## SELECTED EXCERPT
★ ★ ★ ★

And it's not just the length of the daylight hours, I think. It's the quality of the light. On the N.C. coast, which is effectively subtropical because of the proximity of the Gulf Stream, there is at least as much water as land everywhere you go. The sun shines brightly, the sky is blue, and the blue water of the wide rivers, the expansive sounds, and the endless ocean constitutes a second sky. All that sunlight is reflected back on itself and the effect is almost blinding.

Callie catching a ray wherever she can

In Saint-Aignan, the only significant body of water is the Cher River, and it is never more than 100 meters wide. It is shaded by big trees in many places. It can't reflect much, especially since the wintertime sky runs the full gamut of colors from dark gray to light gray to white to just the palest of blues. It's dark here in November and December.

★ ★ ★ ★

[Stored entries]
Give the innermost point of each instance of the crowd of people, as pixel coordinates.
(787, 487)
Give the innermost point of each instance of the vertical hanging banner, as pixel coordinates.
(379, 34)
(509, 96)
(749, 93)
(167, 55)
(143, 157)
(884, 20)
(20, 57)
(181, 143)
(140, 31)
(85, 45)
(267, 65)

★ ★ ★ ★

## WHAT THE TASK REQUIRES
Retype the passage on daylight and light quality from "And it's not" to "is almost blinding.".

## SOLUTION FOR THIS TASK
And it's not just the length of the daylight hours, I think. It's the quality of the light. On the N.C. coast, which is effectively subtropical because of the proximity of the Gulf Stream, there is at least as much water as land everywhere you go. The sun shines brightly, the sky is blue, and the blue water of the wide rivers, the expansive sounds, and the endless ocean constitutes a second sky. All that sunlight is reflected back on itself and the effect is almost blinding.